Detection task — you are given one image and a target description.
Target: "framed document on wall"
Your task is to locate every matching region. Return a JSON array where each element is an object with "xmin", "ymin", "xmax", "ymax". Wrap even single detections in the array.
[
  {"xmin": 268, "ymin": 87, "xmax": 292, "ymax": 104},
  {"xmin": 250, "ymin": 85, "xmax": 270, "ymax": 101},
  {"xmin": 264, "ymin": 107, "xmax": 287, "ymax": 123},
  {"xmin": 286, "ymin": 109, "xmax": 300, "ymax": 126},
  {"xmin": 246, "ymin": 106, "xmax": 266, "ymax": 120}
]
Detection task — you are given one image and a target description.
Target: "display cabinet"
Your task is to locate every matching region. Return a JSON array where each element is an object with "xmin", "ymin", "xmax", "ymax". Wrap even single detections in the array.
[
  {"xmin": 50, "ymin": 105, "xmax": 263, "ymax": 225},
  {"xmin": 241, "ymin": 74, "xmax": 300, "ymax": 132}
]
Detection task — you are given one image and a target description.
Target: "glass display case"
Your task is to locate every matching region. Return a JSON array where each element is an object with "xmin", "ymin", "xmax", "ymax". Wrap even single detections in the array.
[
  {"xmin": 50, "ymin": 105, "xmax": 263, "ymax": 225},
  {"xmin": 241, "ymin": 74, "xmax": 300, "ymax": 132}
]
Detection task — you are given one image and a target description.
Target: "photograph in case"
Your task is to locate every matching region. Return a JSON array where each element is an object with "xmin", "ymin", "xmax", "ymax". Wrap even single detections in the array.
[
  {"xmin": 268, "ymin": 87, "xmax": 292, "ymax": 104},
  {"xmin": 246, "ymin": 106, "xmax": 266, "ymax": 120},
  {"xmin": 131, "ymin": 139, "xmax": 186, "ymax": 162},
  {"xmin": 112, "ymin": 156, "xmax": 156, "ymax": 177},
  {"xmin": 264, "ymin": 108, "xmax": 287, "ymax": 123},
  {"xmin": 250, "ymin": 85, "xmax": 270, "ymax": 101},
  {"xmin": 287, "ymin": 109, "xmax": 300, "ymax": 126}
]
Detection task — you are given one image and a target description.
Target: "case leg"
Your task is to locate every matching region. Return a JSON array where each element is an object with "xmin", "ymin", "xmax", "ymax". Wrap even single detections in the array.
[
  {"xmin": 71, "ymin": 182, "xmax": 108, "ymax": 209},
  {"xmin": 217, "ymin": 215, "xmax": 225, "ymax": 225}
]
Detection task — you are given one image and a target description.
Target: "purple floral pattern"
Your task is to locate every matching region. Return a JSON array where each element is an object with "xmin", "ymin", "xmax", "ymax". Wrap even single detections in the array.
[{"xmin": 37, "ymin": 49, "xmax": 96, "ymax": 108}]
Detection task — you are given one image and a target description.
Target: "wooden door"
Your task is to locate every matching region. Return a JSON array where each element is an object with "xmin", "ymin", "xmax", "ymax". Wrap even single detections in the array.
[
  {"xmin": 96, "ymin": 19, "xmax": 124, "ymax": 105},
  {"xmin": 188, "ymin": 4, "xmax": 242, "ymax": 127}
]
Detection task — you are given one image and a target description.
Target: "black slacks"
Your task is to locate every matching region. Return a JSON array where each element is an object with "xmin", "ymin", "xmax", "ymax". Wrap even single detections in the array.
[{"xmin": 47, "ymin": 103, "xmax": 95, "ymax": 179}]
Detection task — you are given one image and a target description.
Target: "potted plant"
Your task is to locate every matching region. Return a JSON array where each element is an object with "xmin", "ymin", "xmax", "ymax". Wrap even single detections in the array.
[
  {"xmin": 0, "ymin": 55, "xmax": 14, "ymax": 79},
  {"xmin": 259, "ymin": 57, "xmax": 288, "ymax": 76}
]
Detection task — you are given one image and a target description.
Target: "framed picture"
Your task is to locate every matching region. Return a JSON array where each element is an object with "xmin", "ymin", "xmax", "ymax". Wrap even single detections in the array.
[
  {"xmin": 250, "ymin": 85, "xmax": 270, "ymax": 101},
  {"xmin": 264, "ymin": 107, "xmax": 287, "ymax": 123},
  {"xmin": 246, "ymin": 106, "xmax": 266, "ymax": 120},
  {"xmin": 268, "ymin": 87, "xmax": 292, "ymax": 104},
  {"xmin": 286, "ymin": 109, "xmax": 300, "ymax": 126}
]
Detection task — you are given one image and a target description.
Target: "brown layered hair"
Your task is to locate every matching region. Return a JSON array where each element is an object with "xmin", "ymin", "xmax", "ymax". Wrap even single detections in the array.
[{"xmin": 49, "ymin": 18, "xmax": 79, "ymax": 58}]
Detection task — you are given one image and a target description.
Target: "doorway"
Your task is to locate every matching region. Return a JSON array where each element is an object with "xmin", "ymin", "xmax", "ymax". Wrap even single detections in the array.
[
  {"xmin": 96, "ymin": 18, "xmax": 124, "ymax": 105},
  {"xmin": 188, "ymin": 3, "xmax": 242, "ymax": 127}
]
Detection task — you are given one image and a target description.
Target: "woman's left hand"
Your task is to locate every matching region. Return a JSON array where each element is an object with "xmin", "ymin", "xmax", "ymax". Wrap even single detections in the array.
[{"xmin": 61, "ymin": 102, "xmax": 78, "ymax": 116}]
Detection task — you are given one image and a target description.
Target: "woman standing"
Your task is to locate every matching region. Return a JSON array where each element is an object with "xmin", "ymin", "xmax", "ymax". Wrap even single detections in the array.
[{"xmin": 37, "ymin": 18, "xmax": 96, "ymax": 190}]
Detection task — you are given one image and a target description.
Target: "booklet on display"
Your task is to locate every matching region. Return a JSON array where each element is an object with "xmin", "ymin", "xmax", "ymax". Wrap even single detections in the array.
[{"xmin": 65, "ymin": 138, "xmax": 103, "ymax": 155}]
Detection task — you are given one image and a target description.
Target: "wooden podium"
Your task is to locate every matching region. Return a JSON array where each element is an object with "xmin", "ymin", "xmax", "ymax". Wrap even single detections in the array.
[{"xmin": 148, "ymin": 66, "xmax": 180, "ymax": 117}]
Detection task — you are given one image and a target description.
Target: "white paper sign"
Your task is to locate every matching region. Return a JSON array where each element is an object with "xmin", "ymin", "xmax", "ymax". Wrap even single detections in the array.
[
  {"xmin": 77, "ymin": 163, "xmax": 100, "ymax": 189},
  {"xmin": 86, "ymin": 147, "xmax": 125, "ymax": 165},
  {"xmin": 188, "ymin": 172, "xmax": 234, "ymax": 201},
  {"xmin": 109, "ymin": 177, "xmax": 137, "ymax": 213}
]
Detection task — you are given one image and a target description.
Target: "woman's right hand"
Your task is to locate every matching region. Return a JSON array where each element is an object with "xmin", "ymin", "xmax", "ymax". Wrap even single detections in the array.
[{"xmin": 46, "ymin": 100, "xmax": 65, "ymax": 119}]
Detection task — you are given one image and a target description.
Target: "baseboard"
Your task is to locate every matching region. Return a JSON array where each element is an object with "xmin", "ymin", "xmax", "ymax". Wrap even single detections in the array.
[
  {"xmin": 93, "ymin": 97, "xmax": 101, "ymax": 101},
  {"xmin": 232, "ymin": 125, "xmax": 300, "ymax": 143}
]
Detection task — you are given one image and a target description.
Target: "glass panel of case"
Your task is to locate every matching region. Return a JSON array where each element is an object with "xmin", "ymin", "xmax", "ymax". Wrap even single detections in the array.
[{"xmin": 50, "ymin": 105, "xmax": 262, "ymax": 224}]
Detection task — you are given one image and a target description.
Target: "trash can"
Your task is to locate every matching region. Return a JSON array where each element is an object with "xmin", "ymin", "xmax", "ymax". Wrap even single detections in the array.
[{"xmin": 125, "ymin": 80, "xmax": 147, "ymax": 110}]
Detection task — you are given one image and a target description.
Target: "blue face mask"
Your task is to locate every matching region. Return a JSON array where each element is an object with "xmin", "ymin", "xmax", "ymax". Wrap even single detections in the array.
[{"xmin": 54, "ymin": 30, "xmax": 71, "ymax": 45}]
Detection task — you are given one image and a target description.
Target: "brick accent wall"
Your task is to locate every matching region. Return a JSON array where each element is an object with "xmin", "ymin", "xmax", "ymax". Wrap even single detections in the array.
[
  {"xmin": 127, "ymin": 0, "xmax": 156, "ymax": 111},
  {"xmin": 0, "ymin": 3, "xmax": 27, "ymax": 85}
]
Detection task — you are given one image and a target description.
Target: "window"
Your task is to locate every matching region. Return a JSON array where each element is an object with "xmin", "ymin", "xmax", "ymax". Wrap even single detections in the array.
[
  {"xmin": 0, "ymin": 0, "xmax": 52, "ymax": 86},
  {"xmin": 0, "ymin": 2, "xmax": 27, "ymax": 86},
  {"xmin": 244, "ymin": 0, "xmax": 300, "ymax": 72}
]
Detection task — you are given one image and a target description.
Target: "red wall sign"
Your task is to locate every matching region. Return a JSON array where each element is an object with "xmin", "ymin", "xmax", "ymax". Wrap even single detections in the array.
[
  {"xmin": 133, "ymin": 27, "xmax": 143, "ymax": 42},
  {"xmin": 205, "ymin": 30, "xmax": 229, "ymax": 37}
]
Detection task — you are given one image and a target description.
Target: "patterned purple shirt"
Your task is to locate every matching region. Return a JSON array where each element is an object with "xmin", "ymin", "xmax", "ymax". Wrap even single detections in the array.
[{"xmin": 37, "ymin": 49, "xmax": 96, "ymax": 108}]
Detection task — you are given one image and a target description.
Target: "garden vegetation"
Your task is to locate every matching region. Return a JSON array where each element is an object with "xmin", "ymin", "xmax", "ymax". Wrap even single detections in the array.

■ ■ ■

What you are asked to do: Count the lines in the items above that contain the word "wall", treating case as significant, and give only the number.

Expected answer: 3